:: Passage given

OK, got my lathe, pen kits and a few other things I ordered last week. Still waiting on a few other things to be set up like I want to be. When the last orders get here I will be ready to jump in hands first. I will post some pictures of everything when I get it all set up.

FishBone


----------



## Hooked (Oct 15, 2004)

Congrats FB!!! BUT.........need the pictures.......lol


----------



## 3192 (Dec 30, 2004)

we want pics! gb


----------



## FishBone (Oct 11, 2004)

OK, I finally finished the rod racks I'm donating to 3 diffident benefits, see attached picture.
I did my first pen this morning also
I can see this pen turning thing is going to be fun.

FishBone


----------



## Hooked (Oct 15, 2004)

::::
:: Provided records

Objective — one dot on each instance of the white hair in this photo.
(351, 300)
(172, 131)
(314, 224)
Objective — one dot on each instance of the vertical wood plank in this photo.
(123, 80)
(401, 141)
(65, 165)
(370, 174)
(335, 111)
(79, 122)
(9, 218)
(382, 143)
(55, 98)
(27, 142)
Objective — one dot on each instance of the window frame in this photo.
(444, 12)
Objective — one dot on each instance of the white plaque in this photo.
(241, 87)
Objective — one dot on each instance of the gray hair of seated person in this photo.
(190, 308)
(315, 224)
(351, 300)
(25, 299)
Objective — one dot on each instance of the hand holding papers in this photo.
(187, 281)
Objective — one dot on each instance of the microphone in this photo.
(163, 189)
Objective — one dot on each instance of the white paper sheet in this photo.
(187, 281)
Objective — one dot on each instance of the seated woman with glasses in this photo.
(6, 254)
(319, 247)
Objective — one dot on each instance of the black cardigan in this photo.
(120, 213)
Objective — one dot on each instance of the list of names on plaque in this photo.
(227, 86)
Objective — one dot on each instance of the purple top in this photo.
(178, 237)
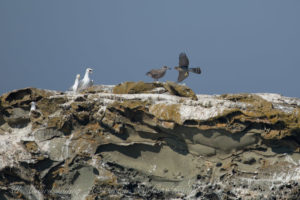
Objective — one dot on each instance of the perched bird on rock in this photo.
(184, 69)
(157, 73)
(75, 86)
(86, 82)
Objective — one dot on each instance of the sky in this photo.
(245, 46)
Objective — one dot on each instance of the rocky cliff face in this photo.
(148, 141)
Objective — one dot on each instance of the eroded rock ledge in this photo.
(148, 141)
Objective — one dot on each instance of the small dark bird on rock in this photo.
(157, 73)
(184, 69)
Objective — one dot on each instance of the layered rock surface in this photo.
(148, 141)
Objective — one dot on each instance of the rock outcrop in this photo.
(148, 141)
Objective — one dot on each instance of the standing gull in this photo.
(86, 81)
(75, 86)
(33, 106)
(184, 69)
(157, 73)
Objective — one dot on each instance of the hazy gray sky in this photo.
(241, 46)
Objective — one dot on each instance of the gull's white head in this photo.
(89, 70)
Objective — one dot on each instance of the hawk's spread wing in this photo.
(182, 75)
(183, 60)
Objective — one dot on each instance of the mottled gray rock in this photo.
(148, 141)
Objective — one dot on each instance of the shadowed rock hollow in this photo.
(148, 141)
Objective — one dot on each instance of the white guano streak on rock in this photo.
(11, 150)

::::
:: Provided records

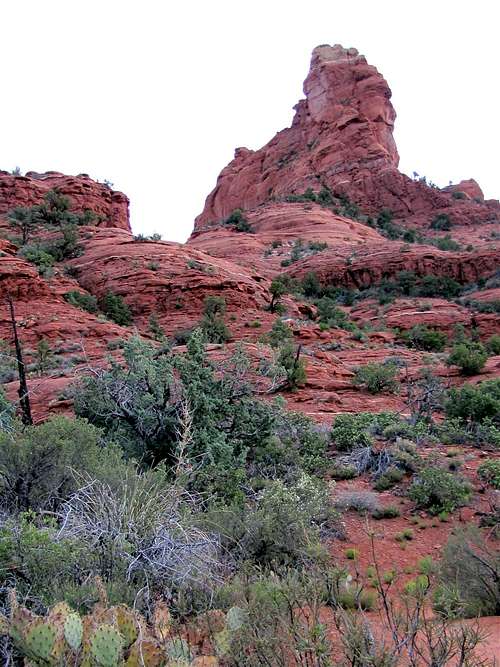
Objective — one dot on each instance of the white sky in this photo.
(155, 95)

::::
:: Provided records

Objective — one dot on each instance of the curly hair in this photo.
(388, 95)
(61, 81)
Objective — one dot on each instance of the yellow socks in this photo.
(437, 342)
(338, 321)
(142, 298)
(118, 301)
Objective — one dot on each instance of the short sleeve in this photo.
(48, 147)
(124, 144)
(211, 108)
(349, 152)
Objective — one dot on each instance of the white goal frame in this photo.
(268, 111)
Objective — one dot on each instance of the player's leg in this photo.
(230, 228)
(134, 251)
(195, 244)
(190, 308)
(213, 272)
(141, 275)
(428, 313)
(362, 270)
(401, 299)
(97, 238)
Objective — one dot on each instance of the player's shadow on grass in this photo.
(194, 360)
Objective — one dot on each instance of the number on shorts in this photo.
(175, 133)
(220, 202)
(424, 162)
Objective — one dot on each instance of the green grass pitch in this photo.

::::

* _Short problem 1_
According to the forum thread about pen turning, what arrived for FishBone in the first post?
* _Short problem 2_
Continue the forum thread about pen turning from where it stops.

* _Exercise result 1_
A lathe, pen kits and a few other things ordered the week before.

* _Exercise result 2_
Those rod racks are great FB. They should bring in some nice $$ for the benefits and folks will be mighty proud to own one. Great job and very generous.

Congrats on the first pen. Very nice. Looks like the vortex has hold of another one...........lol


----------



## bill (May 21, 2004)

nice


----------



## FishBone (Oct 11, 2004)

Congrats on the first pen. Very nice. *Looks like the vortex has hold of another one...........lol[/quote]*

Yep, This is going to be fun.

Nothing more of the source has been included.